*** Material for this exercise

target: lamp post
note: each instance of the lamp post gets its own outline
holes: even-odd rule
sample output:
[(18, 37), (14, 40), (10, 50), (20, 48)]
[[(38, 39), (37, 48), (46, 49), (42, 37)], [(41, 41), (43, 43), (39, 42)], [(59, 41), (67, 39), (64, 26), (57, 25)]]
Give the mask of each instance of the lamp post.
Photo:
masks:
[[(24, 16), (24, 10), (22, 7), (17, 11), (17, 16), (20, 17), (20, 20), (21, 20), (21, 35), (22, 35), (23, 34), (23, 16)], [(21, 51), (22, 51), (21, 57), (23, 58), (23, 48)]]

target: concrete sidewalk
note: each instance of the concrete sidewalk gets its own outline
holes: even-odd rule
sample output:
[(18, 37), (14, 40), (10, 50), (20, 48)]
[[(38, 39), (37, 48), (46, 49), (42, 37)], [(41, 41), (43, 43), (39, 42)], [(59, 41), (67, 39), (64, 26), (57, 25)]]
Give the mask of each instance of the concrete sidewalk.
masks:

******
*** Material for this exercise

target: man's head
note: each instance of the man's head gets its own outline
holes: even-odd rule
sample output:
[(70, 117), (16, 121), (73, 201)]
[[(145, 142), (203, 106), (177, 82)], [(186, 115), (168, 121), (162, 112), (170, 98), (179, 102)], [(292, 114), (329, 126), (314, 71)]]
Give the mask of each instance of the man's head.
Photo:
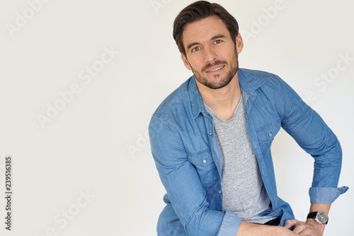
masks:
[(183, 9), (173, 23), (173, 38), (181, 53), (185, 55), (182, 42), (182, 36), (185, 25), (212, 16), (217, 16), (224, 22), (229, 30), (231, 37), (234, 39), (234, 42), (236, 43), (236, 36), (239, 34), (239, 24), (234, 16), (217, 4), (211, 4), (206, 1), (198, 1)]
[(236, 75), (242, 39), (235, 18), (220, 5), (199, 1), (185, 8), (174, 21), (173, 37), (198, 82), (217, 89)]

******

- _The task_
Transcribe the data from the line containing "target: lamp post" through the line containing "58), (23, 48)]]", reproducing each line without change.

- _Right answer_
target: lamp post
note: each instance of the lamp post gets its own outline
holes: even-odd rule
sample output:
[(18, 37), (14, 40), (10, 50), (20, 48)]
[[(38, 39), (37, 48), (46, 49), (42, 37)], [(41, 41), (43, 43), (39, 42)], [(59, 41), (67, 39), (64, 26), (57, 25)]]
Give the mask of each instance of the lamp post.
Photo:
masks:
[[(24, 16), (24, 10), (22, 7), (17, 11), (17, 16), (20, 17), (20, 20), (21, 20), (21, 35), (22, 35), (23, 34), (23, 16)], [(21, 51), (22, 51), (21, 57), (23, 58), (23, 48)]]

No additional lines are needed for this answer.